▶ [SOURCE PASSAGE]:

Qld to 'step in' with aged care vaccines

The Queensland government will intervene in the vaccine rollout at private aged care homes. (AAP)

Queensland's aged care and disability workers are at the front of the COVID vaccine queue after the Victorian outbreak raised concern about the rollout speed in private facilities.

Regardless of their age, Health Minister Yvette D'Ath said the residential aged care and disability support workers will be given priority access to the Pfizer vaccine.

"Not all of our workers who were supposed to be vaccinated already by the Commonwealth in the 1A group have been done, we're not going to wait any longer," Ms D'Ath said on Wednesday.

"We will look after you, we will give you Pfizer which means you can be fully vaccinated in three weeks."

The Victorian government announced on Tuesday it would prioritise COVID vaccinations for workers in private facilities.

It's unclear how many aged care workers are currently fully vaccinated in Queensland.

"What we do know is not all of them are done, but we haven't got definitive figures because the Commonwealth themselves have said they cannot give us exact figures," Ms D'Ath said.

"We ask employers, owners of residential aged care and disability facilities, talk to your staff today, get them online and registered, and we will make sure that we are vaccinating you at a hub closest to."

▶ [TASK]:
Write the next part of the news report on Queensland's aged care vaccine rollout, picking up after its final sentence.

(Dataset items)
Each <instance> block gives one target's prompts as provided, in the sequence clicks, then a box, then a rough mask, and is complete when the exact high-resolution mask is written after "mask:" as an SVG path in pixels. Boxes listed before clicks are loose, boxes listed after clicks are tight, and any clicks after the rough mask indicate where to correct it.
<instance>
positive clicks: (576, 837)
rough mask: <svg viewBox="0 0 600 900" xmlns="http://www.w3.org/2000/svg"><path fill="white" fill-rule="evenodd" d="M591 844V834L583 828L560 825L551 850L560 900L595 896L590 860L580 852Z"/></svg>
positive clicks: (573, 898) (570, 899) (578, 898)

* * *

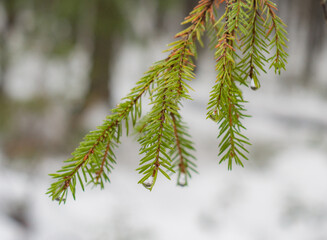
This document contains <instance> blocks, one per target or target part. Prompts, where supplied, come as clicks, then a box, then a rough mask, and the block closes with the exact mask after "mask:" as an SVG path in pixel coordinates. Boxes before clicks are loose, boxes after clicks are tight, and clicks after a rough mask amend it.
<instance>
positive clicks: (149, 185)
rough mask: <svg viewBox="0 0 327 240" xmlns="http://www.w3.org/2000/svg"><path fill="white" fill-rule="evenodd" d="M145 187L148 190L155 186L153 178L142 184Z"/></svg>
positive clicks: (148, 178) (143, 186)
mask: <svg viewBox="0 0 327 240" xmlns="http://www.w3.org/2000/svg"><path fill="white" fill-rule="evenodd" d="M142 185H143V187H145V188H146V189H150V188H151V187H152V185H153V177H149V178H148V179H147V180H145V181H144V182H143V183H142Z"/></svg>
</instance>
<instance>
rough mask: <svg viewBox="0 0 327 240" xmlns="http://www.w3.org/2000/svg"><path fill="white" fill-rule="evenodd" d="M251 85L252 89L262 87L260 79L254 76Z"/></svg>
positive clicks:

▶ [RESULT OF THE EXERCISE]:
Workers should have been vaccinated at the same time as residents, Ms D'Ath said.

"We want to step in and help, we want to get them all vaccinated (and) we don't want to risk the most vulnerable people in our community being exposed to COVID," she said.

There were nearly 258,000 Queenslanders accessing state-run and private aged care or home support in June 2020, according to the federal figures.

About 33,500 people were working in residential aged care facilities alone in the state at the time of the last census in 2016.

All state and private aged care residents, home care users and workers require two vaccine doses.

That means about 583,000 doses at the very least will need to be administered for Queensland's aged care sector to be fully vaccinated.

The state reported no new community cases of COVID-19 on Wednesday with one new case in hotel quarantine.